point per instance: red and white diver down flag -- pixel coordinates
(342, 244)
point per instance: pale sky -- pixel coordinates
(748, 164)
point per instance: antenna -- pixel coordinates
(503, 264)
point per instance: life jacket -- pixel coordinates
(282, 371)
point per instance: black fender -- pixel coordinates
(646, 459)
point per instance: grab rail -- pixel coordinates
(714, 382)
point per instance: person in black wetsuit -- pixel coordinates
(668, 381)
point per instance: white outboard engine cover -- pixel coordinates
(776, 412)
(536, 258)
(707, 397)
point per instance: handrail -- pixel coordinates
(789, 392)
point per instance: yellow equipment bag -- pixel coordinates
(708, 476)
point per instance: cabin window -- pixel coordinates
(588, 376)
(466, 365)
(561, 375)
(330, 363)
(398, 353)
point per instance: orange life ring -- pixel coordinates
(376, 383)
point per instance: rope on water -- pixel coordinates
________
--- To be done ---
Repeat all the entries word for word.

--- Correct output ---
point per instance: red and white diver down flag -- pixel coordinates
(342, 244)
point per instance: pale sky -- pixel coordinates
(748, 164)
point per instance: antenna -- pixel coordinates
(503, 264)
point per instance: life jacket -- pixel coordinates
(282, 371)
point per instance: black fender -- pixel coordinates
(646, 459)
point per instance: grab rail -- pixel coordinates
(714, 382)
point per instance: person in black wetsuit -- pixel coordinates
(668, 381)
point per instance: white outboard engine cover -- pixel coordinates
(776, 412)
(536, 258)
(707, 397)
point per instance: handrail -- pixel coordinates
(789, 392)
point per instance: yellow equipment bag -- pixel coordinates
(708, 476)
point per instance: cabin window -- pixel coordinates
(588, 376)
(466, 365)
(561, 375)
(330, 363)
(398, 353)
point per instance: orange life ring -- pixel coordinates
(376, 383)
point per instance: rope on water -- pixel coordinates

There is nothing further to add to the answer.